## Excerpts from a dataset

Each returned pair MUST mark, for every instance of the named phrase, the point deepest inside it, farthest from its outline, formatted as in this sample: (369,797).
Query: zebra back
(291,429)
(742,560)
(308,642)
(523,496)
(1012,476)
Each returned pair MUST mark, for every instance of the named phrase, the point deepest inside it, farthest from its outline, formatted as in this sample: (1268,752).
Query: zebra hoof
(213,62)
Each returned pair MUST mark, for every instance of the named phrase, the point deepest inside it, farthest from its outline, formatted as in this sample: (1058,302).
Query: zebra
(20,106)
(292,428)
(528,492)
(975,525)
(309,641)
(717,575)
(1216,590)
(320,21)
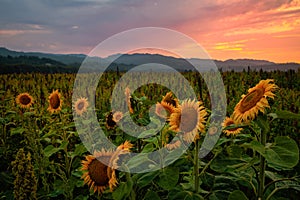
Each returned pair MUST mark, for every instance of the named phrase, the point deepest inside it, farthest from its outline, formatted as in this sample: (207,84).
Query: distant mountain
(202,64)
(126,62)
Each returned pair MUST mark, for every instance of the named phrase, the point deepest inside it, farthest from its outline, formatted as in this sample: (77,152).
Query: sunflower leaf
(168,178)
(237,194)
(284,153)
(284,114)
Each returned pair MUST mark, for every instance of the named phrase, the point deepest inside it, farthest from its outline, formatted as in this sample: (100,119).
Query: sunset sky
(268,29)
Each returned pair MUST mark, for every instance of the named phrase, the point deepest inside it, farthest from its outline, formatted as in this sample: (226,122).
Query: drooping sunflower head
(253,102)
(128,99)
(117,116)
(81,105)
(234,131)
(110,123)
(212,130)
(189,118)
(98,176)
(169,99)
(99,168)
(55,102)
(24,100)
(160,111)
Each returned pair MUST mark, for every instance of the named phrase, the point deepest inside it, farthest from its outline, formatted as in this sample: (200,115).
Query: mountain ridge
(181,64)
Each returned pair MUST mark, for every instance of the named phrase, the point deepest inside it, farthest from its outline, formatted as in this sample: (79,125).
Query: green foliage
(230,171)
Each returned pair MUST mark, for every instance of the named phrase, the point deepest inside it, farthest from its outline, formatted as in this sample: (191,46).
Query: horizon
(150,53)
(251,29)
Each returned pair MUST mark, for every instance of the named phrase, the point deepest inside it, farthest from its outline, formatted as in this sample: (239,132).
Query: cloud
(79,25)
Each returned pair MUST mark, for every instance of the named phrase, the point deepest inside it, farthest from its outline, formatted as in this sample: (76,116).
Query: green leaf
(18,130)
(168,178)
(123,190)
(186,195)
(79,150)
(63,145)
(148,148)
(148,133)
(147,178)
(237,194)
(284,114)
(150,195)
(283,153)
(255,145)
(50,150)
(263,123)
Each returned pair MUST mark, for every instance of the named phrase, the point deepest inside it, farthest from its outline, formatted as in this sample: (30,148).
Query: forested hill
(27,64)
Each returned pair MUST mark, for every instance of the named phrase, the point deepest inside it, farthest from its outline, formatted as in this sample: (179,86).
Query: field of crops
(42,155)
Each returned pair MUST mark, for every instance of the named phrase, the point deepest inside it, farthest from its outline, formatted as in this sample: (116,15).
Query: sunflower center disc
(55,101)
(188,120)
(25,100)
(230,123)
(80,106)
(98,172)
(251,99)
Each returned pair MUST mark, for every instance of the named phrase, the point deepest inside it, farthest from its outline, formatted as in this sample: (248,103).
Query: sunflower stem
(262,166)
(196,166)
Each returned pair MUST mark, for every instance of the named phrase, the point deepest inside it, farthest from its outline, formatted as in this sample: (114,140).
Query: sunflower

## Exercise aim
The data must be printed exactly, image-free.

## Result of this exercise
Each returned pair MUST mark, for every instance of the named phrase, the point deepest inside it, farthest from its outline, formatted as in this sample: (369,797).
Query: zebra back
(291,429)
(742,560)
(308,642)
(523,496)
(1012,476)
Each returned pair MUST mark, for every instance of the named phrase, the point deepest inside it, farthest from its outline, formatted as in this sample: (1268,752).
Query: zebra hoof
(213,62)
Each returned pair MUST mark, for every instance of the named phrase, the point deepest inside it, farthest from its outline, formatted as in this sample: (1058,302).
Query: zebra
(20,106)
(292,428)
(528,492)
(975,525)
(309,641)
(717,575)
(1216,590)
(320,21)
Each returned pair MUST mark, for every instance of the named phrase, the point deepest inside it, farthest from its outline, formatted as in this sample: (207,84).
Query: distant mountain
(202,64)
(126,62)
Each returned pair MUST mark, for every instance of the named phrase, the point deepest inside it, farthest from its outline, formatted as in this sample: (77,152).
Query: sunflower leaf
(168,178)
(237,194)
(284,153)
(284,114)
Each returned pair MUST mark, for every instance of the named phrase, the point deepest inside it, farthest from its outline, formatted as in this sample: (100,119).
Query: sunset sky
(268,29)
Each returned pair MUST mark, for every instance of the named phrase, the point deepest inside it, farthest from its outline, formatted as in this sample: (226,122).
Query: drooping sunflower head
(253,102)
(128,99)
(117,116)
(81,105)
(234,131)
(110,123)
(212,130)
(189,118)
(98,176)
(169,99)
(99,168)
(55,102)
(24,100)
(160,111)
Each returned pair MUST mark, for every instance of the named phrase, the point deepest inside it, farthest from its outline, formatted as in this sample: (200,115).
Query: mountain ridge
(181,64)
Each returned pair MUST mark, for every instance of the named phrase, the point deepest inside it, farthest from its outline, formatted as in this sample: (79,125).
Query: green foliage
(230,171)
Each returned pair MUST mark, for every instance of the named phrase, the point deepest inside it, farthest from its outline, formatted as in this sample: (191,46).
Query: horizon
(150,53)
(251,29)
Each returned pair MUST mark, for every instance of the named phrase, the point deepest inside it, farthest from its outline, formatted as in this sample: (239,132).
Query: cloud
(79,25)
Each returned pair MUST mark, for every instance of the named phrase, the point deepest inside it, farthest from its outline, formatted as in this sample: (76,116).
Query: green leaf
(18,130)
(168,178)
(123,190)
(186,195)
(79,150)
(63,145)
(148,148)
(148,133)
(147,178)
(237,194)
(284,114)
(150,195)
(283,153)
(255,145)
(50,150)
(263,123)
Each returned pair MUST mark, for every instance of the named phrase, the point deepest inside it, farthest from its outline, formatted as in this sample: (30,148).
Query: forested hill
(27,64)
Each returned pair MUST mark, for every instance of the named phrase, the point deepest inside it, farthest from its outline, formatted as in this sample: (179,86).
Query: field of crops
(42,155)
Each returned pair MUST mark, for every instance of the named phrase, the point deepest inside it, farthest from its outline, formatted as in this sample: (116,15).
Query: sunflower center disc
(55,101)
(188,120)
(25,100)
(230,123)
(80,106)
(98,172)
(251,99)
Each returned pair MUST mark, for every instance of the named phrase, the point deepest inside it, farthest from its outline, formatted as in this sample: (248,103).
Query: sunflower stem
(262,166)
(196,166)
Each returned pair MUST mark, for every instance of the named phrase, the point deepest inside it, farthest from its outline, formatted as in this sample: (114,140).
Query: sunflower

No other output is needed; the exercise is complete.